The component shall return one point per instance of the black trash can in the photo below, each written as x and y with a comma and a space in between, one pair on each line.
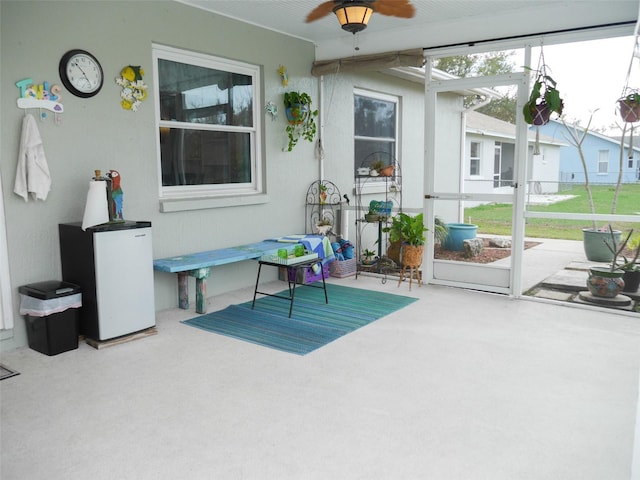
51, 312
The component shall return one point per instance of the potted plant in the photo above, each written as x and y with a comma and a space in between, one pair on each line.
368, 257
629, 106
593, 237
543, 100
322, 192
300, 117
379, 210
607, 282
410, 232
323, 226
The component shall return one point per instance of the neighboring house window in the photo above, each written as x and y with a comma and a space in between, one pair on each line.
497, 164
375, 125
474, 158
208, 124
603, 161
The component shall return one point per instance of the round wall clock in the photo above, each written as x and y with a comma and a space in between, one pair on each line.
81, 73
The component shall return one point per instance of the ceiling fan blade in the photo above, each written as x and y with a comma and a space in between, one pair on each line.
395, 8
320, 11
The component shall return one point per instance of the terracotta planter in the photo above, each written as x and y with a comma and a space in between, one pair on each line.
604, 283
629, 111
412, 255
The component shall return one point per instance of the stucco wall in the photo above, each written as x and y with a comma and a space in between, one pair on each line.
98, 133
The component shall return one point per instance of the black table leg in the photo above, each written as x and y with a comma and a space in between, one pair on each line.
255, 291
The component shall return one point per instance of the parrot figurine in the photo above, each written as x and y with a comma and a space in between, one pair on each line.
115, 202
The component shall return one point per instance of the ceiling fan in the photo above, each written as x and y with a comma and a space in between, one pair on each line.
354, 15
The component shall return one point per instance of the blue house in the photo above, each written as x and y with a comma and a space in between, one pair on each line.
601, 153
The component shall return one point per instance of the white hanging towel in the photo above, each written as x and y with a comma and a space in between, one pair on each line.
32, 175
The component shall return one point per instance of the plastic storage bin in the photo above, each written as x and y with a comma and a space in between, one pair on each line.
51, 312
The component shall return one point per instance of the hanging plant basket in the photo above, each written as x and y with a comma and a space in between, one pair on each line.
544, 98
297, 113
629, 108
301, 118
542, 114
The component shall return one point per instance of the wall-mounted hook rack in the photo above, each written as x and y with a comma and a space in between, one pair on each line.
40, 96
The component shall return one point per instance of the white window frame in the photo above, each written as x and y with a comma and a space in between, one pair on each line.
377, 185
477, 159
199, 192
603, 159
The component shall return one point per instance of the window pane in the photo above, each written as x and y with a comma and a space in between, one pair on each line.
364, 148
196, 94
474, 149
197, 157
374, 117
474, 167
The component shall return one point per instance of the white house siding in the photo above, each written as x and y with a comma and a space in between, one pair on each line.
96, 133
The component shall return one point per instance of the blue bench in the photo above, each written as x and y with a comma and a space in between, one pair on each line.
199, 265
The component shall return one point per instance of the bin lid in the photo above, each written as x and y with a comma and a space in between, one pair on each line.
49, 289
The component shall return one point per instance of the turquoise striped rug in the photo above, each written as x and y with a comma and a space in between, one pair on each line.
313, 322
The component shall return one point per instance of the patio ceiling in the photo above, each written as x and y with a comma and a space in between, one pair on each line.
436, 23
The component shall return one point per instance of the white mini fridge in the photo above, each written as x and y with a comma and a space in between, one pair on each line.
113, 264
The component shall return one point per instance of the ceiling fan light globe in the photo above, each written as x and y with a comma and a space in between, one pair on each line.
354, 16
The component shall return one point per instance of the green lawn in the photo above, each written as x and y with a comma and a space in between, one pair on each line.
496, 218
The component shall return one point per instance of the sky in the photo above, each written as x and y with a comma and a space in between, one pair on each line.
591, 76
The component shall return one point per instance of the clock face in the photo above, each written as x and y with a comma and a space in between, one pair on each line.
81, 73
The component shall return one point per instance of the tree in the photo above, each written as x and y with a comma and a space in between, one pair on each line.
494, 63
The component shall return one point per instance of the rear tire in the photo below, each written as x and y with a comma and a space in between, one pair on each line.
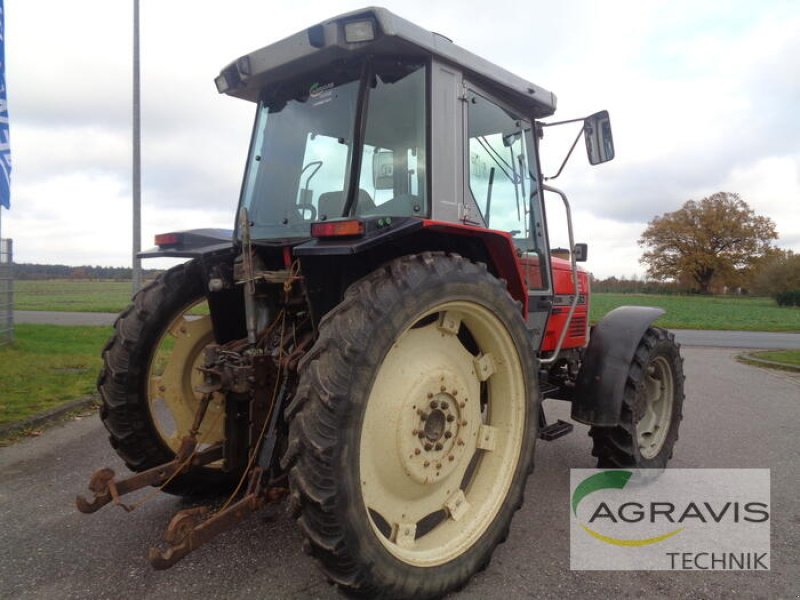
405, 468
147, 379
652, 408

════════════════

* Written task
Nothing in the entries should change as you copy them, except that the pictures are left out.

* Problem solution
The component shall return one point per instance of the black trash can in the photo below, each written as x and y with a comma and a space in between, one pair on each line.
51, 312
The component shall return one point per instance of the potted plant in the photo above, each written as x and y with a comma and a space in between, one pair on each line.
368, 257
629, 106
593, 237
543, 100
322, 192
300, 117
379, 210
607, 282
410, 232
323, 226
The component shall return one point per instance of the neighboring house window in the photo above, each written as x and y with a comma and a space in between, one pair on each line.
497, 164
375, 125
474, 158
208, 124
603, 161
The component shall return one point per instance of the round wall clock in the photo above, each written as x and y with a comma and a space in between, one pair on each line.
81, 73
The component shall return one point per instance of the ceiling fan blade in the photo above, each written as x and y with a comma and a space in between, one pair on each line.
395, 8
320, 11
The component shall return one point per instance of the terracotta planter in the photo above, each written as x and y with a comma and a space in between, one pair on each line.
604, 283
629, 111
412, 255
The component shall return one point per instance of the stucco wall in the photo above, each written as x and y with a comma and a space in between, one pair on each line.
98, 133
The component shall return one point per instance of the black table leg in the photo above, each written as x and y with a comma and a space in between, one pair on each line.
255, 291
The component shall return one point per instance of the parrot figurine in the photo above, each written as x and y with a comma and a space in between, one pair on each line.
115, 202
The component shall return one point per instance of the ceiling fan in the photo above, each written as x and y with a comma and a space in between, one pair on each line.
354, 15
The component shall return one point per instance of the blue house in the photo above, each written as x and y with a comma and a space in between, one pair on each line.
601, 153
The component shall return one point per instance of the white hanging towel in the photo above, each written as x and y with a comma and a space in between, one pair on each line.
32, 175
The component shall return one point per instance of the plastic storage bin in the photo above, each written as x and y with a comma and a space in between, one pair on each line.
51, 312
The component shall return one point per instance of the hanging plant basket in the photo above, each written as x and y with a comma and a space in between, one pair on each line.
544, 98
297, 113
629, 108
301, 118
542, 114
The component shall return one point per instance of the wall-mounted hook rack in the photo above, each written as x and y with a comma and a space in between, one pair on each line.
40, 96
The component shall return one point per instance of the white window frame in the photo above, each written as x and y with a comma and a space in between, one pair on each line.
377, 185
477, 159
199, 192
603, 159
The component shall return one point per instance of the window pane in the photo above, each written as x and y with a comma and a space in between, one pair on each line.
364, 148
196, 94
474, 149
197, 157
374, 117
474, 167
The component shall return one point per instance of the white house siding in the photo above, each written as x and y with a comma and a space in between, one pair on each line.
96, 133
The component shall return one point per instance of the blue bench in the photo above, each written as x and y with a comma and a space in between, one pair on each line.
199, 265
The component shall return one point per instance of the bin lid in the photo above, each written as x and y with a comma and a space in between, one pair on each line.
49, 289
The component shall return one point per instance of the turquoise striped rug in the photo above, each written as x and y with a comma and a space in between, one pair on each line.
313, 322
The component shall return one point per instance of the patio ceiling in the photo above, each written as x and y with a comma and a space in between, one pair on each line.
436, 23
The component shall return one point per instance of the white mini fridge in the photo above, each written as x and y with a comma and a space in between, one pair on each line.
113, 264
The component shall return one point per instance of the ceiling fan light globe in the photo above, each written as x and y with a comma and a space in between, one pair on each line.
354, 16
The component shall return one point per instance of the green lawn in the photo above, each written as x and y with a comma and a space in between, one pair on each line.
496, 218
The component shall return one point per instance of the sky in the photo above, each written as x and y with a comma and a space in between, one pair on each line.
591, 76
The component shall return one point per instance of the clock face in the photo above, each written as x and y with a comma and a space in between, one pair on each line.
81, 73
The component shall return one point per instance of the tree in the photo above, each written as x and y with a comma and a space in between, one pair on each line.
494, 63
The component shall return one point per instance of the rear tire in the photo below, each written as x and y with a comma and a space in between, one pair on each line.
405, 468
147, 379
652, 408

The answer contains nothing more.